Your answer should consist of every line from the records that holds the string "below".

**** Information supplied

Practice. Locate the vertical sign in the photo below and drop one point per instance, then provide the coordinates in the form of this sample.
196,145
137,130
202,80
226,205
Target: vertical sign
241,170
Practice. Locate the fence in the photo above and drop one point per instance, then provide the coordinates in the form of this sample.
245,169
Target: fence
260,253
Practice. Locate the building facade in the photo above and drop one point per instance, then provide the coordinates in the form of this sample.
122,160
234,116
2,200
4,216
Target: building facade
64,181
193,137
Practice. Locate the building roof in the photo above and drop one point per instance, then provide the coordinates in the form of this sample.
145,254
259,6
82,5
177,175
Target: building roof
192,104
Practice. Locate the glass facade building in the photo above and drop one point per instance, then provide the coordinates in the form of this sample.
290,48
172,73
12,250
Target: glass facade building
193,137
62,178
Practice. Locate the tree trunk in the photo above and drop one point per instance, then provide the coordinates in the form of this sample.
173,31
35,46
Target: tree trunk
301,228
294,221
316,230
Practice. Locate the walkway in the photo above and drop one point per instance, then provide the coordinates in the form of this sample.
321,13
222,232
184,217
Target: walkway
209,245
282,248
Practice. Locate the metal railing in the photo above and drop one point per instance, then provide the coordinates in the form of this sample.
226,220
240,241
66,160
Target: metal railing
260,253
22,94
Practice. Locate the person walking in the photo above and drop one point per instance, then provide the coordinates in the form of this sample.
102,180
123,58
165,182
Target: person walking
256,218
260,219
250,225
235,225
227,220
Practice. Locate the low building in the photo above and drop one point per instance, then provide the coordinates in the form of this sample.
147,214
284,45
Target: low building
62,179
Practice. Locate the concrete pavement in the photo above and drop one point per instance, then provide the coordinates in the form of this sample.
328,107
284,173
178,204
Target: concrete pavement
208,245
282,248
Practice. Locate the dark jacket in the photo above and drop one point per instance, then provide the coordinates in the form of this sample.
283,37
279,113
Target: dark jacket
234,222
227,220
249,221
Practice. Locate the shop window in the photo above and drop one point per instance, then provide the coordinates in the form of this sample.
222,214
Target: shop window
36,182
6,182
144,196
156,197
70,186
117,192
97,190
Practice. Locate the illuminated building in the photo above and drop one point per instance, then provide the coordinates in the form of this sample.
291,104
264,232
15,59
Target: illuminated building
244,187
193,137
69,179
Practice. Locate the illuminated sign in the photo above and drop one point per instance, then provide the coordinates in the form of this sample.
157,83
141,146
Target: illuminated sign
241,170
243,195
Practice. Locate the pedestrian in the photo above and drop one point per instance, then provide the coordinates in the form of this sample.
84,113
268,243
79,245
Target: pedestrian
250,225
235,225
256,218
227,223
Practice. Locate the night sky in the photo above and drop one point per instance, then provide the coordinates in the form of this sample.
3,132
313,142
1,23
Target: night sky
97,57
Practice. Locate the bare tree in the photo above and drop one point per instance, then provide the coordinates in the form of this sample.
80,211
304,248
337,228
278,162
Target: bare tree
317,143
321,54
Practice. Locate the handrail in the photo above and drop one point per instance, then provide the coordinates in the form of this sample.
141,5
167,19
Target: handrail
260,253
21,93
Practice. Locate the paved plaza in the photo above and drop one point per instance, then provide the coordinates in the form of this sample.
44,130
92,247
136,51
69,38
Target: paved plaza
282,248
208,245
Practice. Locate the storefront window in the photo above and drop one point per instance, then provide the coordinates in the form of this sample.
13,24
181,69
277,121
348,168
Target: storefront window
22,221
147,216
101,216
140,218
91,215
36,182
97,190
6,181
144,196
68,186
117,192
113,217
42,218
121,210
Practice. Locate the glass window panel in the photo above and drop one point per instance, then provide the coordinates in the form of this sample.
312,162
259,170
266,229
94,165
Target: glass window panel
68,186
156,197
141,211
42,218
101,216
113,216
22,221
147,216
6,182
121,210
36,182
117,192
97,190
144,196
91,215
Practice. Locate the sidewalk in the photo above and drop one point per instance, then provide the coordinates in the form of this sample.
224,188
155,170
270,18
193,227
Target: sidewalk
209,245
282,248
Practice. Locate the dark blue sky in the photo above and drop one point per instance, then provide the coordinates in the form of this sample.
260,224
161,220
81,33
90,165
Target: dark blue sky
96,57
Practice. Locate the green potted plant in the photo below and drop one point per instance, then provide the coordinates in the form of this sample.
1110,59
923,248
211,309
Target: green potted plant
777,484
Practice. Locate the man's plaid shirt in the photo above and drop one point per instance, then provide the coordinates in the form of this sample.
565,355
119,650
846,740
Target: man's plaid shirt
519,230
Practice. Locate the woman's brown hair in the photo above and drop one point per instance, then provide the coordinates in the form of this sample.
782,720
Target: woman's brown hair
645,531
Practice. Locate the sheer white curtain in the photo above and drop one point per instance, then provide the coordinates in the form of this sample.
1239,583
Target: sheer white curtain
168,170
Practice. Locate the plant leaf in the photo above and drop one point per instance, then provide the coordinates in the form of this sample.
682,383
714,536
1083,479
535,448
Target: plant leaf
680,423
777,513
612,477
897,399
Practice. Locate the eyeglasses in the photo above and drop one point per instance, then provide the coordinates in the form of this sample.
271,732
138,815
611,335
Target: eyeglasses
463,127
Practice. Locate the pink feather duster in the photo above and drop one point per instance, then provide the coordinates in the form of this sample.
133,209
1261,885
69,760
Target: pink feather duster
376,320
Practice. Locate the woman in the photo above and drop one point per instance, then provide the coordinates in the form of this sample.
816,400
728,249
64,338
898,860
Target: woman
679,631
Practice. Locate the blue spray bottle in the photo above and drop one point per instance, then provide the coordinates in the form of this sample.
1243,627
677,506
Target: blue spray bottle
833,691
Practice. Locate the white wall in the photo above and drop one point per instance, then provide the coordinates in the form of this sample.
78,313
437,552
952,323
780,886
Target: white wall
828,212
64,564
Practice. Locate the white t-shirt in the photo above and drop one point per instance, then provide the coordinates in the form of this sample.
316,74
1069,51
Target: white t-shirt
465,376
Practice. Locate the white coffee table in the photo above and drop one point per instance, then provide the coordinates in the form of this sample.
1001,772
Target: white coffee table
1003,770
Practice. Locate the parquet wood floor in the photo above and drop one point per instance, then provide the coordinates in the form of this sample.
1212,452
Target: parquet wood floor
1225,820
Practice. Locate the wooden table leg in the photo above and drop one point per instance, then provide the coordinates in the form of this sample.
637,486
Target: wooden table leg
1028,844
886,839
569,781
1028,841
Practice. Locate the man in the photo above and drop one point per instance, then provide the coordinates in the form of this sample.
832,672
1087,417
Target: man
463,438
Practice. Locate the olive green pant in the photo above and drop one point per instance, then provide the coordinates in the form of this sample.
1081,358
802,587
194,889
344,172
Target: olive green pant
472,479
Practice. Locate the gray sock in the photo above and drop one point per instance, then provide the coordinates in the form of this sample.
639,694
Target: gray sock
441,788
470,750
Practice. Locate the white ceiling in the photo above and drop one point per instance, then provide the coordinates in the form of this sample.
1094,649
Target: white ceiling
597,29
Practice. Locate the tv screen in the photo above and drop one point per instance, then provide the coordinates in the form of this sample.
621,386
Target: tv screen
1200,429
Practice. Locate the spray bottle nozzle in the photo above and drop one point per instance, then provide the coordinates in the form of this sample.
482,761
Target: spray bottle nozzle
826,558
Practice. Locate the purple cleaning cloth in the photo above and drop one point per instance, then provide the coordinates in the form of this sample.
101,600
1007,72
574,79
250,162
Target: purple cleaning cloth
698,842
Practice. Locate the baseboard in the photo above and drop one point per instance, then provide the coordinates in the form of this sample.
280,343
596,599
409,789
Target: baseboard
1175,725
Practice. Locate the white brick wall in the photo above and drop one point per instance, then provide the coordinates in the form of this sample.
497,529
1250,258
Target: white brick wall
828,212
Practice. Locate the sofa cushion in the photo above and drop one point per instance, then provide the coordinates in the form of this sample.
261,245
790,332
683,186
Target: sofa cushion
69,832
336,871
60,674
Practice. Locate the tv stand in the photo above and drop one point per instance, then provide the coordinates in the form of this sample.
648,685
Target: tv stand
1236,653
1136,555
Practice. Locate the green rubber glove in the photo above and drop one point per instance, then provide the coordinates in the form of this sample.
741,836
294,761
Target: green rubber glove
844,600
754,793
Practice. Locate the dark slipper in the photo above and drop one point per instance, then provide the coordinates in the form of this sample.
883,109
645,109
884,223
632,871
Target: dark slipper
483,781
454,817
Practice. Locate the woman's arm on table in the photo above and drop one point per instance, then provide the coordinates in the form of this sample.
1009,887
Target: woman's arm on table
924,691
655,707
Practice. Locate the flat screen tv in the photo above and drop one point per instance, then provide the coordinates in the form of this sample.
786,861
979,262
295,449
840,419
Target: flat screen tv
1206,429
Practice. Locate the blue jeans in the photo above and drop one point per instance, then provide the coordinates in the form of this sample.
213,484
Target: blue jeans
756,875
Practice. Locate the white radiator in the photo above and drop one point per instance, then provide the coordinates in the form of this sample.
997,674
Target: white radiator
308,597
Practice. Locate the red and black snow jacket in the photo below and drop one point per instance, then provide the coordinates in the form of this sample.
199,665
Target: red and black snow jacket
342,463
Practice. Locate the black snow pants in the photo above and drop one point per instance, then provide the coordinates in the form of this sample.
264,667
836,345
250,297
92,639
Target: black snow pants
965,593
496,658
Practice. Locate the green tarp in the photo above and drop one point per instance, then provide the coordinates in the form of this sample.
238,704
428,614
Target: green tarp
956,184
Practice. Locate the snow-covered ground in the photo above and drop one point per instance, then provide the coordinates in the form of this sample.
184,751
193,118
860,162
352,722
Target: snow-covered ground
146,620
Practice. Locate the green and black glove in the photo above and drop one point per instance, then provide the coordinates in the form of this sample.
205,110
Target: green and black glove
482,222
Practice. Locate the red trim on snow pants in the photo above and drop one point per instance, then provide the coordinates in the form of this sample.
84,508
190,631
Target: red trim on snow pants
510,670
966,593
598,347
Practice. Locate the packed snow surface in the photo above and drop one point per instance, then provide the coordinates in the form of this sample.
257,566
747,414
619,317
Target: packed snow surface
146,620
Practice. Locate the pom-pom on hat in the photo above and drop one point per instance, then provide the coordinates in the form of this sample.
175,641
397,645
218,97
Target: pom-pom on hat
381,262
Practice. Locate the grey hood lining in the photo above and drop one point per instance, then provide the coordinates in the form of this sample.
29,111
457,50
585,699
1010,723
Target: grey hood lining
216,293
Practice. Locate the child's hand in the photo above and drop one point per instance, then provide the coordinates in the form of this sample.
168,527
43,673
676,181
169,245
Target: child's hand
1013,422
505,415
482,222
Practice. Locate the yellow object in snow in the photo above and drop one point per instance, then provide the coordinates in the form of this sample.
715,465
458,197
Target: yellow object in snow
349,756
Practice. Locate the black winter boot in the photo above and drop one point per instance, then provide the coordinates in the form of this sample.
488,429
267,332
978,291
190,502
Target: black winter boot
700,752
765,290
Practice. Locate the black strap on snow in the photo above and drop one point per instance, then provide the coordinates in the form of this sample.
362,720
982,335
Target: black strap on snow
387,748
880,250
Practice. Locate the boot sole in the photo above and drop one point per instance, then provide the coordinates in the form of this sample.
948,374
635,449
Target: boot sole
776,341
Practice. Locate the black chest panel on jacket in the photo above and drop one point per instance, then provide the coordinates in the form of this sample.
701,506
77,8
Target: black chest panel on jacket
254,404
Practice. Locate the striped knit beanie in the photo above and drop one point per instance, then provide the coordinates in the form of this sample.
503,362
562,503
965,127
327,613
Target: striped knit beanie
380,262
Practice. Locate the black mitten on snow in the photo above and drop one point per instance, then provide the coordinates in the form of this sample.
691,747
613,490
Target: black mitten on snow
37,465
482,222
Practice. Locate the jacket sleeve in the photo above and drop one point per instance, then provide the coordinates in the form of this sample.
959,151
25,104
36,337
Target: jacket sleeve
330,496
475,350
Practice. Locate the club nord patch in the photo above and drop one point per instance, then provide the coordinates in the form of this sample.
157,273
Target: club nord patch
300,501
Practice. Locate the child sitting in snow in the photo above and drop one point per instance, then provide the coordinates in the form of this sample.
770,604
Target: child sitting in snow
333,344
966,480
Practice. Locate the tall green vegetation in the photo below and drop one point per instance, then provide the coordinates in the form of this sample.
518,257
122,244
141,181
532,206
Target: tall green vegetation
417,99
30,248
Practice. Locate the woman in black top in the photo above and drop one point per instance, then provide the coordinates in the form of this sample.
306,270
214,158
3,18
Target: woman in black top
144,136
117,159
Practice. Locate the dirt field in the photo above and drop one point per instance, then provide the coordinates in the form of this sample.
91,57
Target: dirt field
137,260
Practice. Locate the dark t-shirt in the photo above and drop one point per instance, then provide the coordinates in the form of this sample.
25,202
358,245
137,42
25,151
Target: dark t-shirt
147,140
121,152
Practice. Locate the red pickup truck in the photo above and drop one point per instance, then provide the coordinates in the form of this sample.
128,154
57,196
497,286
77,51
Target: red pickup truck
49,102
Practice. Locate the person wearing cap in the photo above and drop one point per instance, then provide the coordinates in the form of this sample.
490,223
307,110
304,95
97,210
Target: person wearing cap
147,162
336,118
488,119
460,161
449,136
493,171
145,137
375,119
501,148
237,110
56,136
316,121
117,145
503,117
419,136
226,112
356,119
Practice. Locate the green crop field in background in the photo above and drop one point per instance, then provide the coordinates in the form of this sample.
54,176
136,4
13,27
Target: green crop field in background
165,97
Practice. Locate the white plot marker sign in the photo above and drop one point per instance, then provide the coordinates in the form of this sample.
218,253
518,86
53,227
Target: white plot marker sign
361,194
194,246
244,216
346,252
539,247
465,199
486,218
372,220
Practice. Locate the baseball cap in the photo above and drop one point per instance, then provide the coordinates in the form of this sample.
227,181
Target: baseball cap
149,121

********

Response to the task:
Practice. Locate the vertical sign in the photo below and drop one point per instance, then provide the coordinates in the form of this sample.
Practice. Locate the green potted plant in the photo below and drop one point per instance, then provide the coordinates in the form of this sample.
Practice. Locate the red and black snow jacket in the photo below and drop one point per instance, then provide the coordinates in the form of this sample.
Practice. Locate the tall green vegetation in the photo below and drop one point per instance, then provide the coordinates in the form of this sample.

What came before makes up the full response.